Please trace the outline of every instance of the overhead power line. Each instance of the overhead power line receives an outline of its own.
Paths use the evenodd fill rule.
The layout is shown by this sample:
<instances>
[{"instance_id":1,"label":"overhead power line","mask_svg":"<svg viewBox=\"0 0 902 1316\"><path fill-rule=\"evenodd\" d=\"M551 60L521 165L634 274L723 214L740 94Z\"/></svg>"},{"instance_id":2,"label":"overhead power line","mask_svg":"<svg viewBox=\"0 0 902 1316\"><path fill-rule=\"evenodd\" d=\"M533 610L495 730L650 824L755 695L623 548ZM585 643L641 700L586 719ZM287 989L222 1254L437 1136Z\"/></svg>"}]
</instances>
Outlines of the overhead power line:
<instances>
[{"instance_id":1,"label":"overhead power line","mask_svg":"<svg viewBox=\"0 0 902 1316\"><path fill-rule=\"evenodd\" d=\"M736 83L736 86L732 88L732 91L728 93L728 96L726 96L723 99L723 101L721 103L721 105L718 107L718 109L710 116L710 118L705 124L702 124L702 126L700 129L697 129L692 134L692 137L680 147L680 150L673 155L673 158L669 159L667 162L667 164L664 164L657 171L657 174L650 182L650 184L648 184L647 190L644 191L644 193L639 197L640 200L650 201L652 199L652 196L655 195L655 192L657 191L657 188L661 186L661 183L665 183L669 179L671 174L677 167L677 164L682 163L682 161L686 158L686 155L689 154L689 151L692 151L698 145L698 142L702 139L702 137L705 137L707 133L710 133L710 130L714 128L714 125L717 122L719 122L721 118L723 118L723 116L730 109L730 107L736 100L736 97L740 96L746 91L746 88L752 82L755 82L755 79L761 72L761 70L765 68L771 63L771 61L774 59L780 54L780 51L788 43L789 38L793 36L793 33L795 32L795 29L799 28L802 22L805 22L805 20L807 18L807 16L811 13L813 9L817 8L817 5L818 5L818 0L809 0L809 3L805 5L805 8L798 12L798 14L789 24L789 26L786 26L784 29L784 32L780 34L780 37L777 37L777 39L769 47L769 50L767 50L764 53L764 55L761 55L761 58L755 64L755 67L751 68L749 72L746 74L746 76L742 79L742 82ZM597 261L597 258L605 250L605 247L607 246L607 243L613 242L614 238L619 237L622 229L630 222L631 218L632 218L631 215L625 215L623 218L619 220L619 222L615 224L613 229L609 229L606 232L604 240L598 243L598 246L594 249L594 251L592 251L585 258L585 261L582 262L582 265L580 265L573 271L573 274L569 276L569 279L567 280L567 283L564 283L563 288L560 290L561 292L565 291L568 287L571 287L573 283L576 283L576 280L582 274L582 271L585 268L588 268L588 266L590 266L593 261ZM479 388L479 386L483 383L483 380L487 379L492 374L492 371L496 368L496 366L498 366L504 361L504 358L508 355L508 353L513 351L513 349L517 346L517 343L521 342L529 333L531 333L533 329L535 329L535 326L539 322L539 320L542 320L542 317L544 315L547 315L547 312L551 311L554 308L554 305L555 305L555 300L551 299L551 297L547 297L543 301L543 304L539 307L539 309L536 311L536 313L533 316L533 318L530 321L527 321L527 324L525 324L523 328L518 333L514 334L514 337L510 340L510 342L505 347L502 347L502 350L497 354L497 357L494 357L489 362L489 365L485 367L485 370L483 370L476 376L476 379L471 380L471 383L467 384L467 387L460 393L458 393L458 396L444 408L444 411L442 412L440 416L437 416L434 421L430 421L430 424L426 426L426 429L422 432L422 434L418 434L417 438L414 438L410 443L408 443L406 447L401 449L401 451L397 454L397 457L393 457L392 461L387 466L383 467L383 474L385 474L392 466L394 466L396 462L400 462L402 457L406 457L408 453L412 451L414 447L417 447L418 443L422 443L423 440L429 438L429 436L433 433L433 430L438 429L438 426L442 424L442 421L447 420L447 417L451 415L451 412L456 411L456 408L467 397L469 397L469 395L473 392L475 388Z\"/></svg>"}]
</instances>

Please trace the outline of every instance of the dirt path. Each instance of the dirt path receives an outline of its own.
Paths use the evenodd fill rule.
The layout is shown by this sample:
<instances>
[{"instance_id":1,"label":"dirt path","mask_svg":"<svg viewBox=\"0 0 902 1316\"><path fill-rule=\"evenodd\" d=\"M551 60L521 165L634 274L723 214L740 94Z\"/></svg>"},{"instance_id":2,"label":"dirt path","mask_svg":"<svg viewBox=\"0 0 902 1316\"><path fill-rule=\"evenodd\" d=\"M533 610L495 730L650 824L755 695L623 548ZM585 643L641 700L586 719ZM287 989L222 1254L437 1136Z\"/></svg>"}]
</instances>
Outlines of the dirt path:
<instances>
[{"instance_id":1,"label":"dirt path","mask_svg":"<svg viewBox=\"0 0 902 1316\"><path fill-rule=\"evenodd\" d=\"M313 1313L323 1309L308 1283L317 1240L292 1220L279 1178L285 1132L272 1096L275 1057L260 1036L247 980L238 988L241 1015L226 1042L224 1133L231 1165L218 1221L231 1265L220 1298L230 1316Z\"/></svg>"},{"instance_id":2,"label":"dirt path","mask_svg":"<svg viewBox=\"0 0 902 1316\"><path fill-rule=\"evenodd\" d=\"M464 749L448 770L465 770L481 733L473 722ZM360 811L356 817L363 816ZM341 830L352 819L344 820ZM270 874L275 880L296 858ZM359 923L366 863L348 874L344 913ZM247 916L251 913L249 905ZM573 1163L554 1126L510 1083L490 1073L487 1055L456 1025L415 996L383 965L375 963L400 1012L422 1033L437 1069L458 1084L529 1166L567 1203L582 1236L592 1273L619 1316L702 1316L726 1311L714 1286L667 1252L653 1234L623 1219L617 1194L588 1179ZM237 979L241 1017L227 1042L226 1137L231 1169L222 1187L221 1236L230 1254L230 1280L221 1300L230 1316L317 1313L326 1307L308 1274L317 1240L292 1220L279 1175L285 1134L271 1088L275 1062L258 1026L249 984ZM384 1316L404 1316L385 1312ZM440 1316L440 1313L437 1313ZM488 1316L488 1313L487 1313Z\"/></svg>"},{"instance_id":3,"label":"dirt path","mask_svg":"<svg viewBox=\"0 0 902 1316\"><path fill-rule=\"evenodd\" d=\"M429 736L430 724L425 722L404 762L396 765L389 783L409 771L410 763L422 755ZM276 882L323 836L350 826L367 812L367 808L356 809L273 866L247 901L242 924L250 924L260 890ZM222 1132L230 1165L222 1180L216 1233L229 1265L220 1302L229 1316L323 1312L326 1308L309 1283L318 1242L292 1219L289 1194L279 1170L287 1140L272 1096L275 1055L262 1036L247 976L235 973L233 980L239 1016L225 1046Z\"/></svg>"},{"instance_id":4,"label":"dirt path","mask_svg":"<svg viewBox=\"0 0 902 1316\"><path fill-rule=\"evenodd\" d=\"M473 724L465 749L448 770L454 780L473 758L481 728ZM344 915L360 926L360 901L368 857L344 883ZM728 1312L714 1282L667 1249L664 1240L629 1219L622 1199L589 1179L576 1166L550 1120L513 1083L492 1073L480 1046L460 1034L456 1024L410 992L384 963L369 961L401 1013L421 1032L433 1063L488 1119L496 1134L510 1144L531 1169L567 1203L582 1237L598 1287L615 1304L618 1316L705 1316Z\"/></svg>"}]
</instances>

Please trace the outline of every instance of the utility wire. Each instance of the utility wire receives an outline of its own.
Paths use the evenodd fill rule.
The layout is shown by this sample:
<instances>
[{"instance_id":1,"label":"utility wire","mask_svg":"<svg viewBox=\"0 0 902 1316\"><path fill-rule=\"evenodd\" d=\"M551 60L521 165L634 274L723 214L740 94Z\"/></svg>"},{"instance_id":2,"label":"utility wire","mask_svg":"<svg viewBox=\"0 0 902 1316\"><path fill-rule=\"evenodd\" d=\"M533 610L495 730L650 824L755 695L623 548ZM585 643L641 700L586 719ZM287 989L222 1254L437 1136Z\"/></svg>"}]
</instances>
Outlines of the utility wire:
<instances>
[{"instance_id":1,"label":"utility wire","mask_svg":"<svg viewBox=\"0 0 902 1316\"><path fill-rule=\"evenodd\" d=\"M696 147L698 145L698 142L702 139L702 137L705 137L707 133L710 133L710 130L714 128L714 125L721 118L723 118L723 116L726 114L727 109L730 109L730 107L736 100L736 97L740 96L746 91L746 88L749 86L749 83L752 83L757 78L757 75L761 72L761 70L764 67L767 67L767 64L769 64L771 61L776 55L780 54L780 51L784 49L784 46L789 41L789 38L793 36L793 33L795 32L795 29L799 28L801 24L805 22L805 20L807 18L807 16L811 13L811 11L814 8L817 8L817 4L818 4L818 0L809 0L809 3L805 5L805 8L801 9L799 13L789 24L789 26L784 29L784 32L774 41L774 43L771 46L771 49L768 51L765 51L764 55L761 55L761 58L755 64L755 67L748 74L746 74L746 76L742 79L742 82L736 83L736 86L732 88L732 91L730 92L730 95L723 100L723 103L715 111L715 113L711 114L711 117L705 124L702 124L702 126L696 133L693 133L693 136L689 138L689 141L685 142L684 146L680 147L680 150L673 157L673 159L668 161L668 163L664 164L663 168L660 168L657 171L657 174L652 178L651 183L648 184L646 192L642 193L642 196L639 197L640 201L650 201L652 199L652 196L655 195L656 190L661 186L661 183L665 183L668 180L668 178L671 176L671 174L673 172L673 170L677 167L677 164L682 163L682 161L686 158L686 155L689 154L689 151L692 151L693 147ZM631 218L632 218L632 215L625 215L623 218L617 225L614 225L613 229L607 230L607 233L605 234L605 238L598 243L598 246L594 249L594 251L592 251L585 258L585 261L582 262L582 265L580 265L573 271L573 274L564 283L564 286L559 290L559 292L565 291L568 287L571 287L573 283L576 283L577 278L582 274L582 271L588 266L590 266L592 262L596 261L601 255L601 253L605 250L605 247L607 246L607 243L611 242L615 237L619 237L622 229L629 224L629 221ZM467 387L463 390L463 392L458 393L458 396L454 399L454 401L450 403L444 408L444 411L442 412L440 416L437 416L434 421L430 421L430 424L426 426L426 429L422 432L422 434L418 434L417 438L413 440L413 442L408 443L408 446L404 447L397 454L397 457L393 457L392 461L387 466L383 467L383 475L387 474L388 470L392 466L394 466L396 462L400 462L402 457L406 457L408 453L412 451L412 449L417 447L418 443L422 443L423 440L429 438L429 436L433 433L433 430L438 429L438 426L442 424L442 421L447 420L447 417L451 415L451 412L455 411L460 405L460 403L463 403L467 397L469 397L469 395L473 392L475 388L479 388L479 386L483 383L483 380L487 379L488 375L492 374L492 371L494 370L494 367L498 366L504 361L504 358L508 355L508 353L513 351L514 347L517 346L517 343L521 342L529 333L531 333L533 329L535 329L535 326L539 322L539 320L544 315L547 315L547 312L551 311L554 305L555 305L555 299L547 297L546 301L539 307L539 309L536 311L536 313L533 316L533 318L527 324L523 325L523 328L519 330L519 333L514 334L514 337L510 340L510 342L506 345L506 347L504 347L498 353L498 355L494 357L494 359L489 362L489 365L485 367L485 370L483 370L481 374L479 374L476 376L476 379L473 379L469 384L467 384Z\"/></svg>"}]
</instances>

- _Set exercise_
Swap "overhead power line" for "power cable" in the lines starting at the first one and ending at the line that contains "Outlines of the overhead". Give back only those lines, with nothing else changed.

- _Answer to the problem_
Please trace the outline of every instance of the power cable. Each instance of the power cable receives an outline of its own.
Paths use the evenodd fill rule.
The layout is shown by this sample:
<instances>
[{"instance_id":1,"label":"power cable","mask_svg":"<svg viewBox=\"0 0 902 1316\"><path fill-rule=\"evenodd\" d=\"M551 60L521 165L634 274L723 214L740 94Z\"/></svg>"},{"instance_id":2,"label":"power cable","mask_svg":"<svg viewBox=\"0 0 902 1316\"><path fill-rule=\"evenodd\" d=\"M533 610L495 730L650 824L755 695L623 548ZM585 643L641 700L586 719ZM287 989L222 1254L437 1136Z\"/></svg>"}]
</instances>
Outlines of the power cable:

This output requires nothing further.